**Exercise instructions**
Add -12 to each coordinate in the answers, then write out every line again, not only the answers, from the first line through the line containing "(676, 596), (704, 615)".

**Rows from a dataset**
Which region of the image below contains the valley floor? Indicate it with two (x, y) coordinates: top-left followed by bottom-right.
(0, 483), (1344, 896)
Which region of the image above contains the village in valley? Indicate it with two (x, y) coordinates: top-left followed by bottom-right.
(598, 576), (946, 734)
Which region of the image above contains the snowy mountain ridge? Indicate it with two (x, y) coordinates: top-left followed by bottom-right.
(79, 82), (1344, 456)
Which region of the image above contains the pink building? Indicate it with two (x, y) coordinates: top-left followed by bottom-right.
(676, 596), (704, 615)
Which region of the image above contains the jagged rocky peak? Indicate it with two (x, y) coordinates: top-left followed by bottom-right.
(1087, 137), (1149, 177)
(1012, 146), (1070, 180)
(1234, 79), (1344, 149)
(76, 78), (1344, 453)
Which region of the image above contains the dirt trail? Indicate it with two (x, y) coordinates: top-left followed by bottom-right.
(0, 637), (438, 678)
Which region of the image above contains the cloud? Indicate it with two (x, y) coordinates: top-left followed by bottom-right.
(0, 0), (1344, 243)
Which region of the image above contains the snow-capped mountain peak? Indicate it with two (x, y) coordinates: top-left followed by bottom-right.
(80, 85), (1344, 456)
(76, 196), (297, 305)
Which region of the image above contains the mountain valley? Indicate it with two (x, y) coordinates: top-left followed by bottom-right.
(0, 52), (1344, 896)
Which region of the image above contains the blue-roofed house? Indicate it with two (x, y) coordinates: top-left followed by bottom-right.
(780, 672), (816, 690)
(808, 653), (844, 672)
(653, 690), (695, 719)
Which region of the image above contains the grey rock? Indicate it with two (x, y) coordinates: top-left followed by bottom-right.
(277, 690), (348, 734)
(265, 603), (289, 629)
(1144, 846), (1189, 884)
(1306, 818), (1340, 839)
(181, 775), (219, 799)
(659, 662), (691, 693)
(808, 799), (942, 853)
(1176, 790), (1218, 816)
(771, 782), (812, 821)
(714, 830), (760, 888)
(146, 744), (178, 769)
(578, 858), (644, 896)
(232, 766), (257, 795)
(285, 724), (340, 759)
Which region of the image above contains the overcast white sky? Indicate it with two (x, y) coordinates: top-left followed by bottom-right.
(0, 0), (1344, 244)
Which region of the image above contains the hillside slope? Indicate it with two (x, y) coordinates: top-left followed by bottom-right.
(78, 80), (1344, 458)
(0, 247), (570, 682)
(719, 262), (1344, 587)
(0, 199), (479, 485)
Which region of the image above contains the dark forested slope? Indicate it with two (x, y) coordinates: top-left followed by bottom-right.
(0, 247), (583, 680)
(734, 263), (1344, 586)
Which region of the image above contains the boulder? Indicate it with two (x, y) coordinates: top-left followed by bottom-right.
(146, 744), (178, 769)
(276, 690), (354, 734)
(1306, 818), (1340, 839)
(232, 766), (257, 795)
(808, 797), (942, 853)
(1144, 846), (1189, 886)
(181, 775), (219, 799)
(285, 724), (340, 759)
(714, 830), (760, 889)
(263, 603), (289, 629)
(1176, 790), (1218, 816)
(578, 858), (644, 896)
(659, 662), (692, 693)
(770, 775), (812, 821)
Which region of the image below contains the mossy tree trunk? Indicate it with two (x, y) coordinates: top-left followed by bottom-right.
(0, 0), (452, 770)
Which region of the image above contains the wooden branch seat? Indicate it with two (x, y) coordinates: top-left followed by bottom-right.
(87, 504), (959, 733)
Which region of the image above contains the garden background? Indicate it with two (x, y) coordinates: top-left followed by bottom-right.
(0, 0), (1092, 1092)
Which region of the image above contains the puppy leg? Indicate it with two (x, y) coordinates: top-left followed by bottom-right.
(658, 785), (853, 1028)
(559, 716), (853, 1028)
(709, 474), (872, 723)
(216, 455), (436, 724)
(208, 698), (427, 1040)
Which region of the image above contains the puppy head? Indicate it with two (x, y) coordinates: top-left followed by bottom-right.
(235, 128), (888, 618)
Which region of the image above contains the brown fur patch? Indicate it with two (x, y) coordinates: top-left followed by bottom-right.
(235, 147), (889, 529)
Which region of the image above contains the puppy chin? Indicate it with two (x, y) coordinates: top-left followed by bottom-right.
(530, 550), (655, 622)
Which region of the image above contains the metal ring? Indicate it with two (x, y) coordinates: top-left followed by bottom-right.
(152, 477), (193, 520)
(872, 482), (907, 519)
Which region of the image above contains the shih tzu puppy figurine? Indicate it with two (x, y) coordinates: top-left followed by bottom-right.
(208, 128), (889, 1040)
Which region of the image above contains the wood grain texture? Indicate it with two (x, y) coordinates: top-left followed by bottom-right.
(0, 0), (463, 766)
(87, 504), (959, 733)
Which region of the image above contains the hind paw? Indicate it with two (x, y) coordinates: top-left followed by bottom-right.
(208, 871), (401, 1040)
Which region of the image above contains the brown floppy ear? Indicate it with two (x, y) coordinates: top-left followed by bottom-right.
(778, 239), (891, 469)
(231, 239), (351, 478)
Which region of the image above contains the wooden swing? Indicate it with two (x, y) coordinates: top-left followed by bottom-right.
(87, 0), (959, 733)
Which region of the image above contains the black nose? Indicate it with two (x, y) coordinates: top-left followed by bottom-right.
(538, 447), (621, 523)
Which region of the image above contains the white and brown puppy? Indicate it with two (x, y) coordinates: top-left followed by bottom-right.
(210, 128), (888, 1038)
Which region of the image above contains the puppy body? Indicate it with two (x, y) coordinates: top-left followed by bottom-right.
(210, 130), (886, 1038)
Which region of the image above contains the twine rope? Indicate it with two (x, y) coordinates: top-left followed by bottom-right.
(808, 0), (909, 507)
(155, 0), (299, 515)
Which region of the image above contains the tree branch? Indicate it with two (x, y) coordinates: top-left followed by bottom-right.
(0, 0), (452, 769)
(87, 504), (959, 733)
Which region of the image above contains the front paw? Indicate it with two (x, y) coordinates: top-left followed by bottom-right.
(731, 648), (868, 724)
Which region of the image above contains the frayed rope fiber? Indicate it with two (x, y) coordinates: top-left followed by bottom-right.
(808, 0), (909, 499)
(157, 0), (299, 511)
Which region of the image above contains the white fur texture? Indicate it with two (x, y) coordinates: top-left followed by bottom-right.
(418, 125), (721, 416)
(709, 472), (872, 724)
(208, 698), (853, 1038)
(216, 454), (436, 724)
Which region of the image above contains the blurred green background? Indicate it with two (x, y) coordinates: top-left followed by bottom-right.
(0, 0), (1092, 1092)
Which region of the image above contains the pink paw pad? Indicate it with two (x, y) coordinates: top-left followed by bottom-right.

**Exercise result**
Which region of the image below contains the valley floor? Indicate it with two (x, y) coordinates: top-left followed by bottom-right.
(-12, 471), (1332, 884)
Which region of the image above contains the village in valley? Indicate it with two (x, y) coordinates: top-left followed by bottom-right.
(586, 564), (934, 722)
Which region of the image above contains the snowy mountain ridge? Indicate it with two (x, y) coordinates: top-left followed by bottom-right.
(67, 70), (1332, 444)
Which region of the image above contains the pink building? Indicate it with two (x, y) coordinates: top-left followed by bottom-right.
(664, 584), (692, 603)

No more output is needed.